Indique si cada afirmación concuerda con el fragmento sobre la caída de la república romana, respondiendo sí o no y citando textualmente las palabras del fragmento que lo deciden:
1. Maquiavelo estaba obsesionado por desentrañar los secretos de la vitalidad cívica en Florencia.
2. Augusto fue el último emperador romano.
3. La plebe intuía que todo podía soportarse mientras siguiera llegando el pan gratuito.

◆ FRAGMENTO DEL DOCUMENTO ◆
+ + + + +

Nada de esto tiene que ver, claro, con el imperio romano real. O sí. En realidad, sí. La búsqueda de analogías históricas para entender este momento del mundo se dirige predominantemente a los turbulentos años de entreguerras: las Weimars fallidas, los resentimientos largamente incubados, las intrigas geopolíticas, los choques violentos por cosmovisiones, la disputa existencial por un lugar bajo el sol. Y el que escucha en el aire la melodía de Cabaret, digamos,tiene sus buenas razones para hacerlo. Otros miran hacia un pasado más distante pero igualmente decisivo para occidente, a la crisis que aniquiló a la república romana y dio paso al imperio. Momento fundante porque sobre él se edificó buena parte del pensamiento político moderno, desde Maquiavelo que estaba obsesionado por desentrañar los secretos de la vitalidad cívica en la Florencia dominada por una casta de multimillonarios, a los padres fundadores de Estados Unidos que tramaron una constitución con mecanismos hipercomplejos para evitar caer tanto en las garras del desorden plebeyo como en la tiranía de un solo hombre. Momento lúgubre también, entonces, porque ese devenir imperio de la vieja república siempre fue pensando como modelo de lo que debía evitarse a toda costa. El largo proceso de expansión, guerras civiles, purgas políticas y miseria económica que terminó en la toma del poder total (o más bien la cesión del poder total) por parte de Augusto, el primer emperador, es un relato que más de consolidación del poder en una persona, es de desafección de las élites que controlaban esa república edificada con complejísimos mecanismos que aseguraban un equilibrio inestable entre patricios y plebeyos, entre millonarios y proletarii y en la que ya nadie creía. Los senadores se rasgaban sus togas púrpuras con evocaciones a las viejas instituciones republicanas, pero se conformaban con las intrigas para asesinar al emperador de turno y poder influir en la elección del próximo; la plebe intuía con razón que mientras el pan gratuito siguiera llegando cada mañana todo podía ser soportable; los emperadores se asqueaban del poder total hasta el borde de la locura o más allá, y recurrentemente fantaseaban con un retorno a las limitaciones de la república, una nostalgia que nunca concretaban porque era ya imposible.

+ + + + +

◆ SECCIÓN DE DATOS ◆
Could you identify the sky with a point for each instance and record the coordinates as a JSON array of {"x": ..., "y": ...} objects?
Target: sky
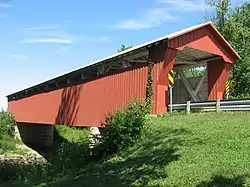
[{"x": 42, "y": 39}]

+ + + + +

◆ RESPUESTA ◆
1. Sí: «Maquiavelo que estaba obsesionado por desentrañar los secretos de la vitalidad cívica en la Florencia dominada por una casta de multimillonarios».
2. No: «por parte de Augusto, el primer emperador».
3. Sí: «la plebe intuía con razón que mientras el pan gratuito siguiera llegando cada mañana todo podía ser soportable».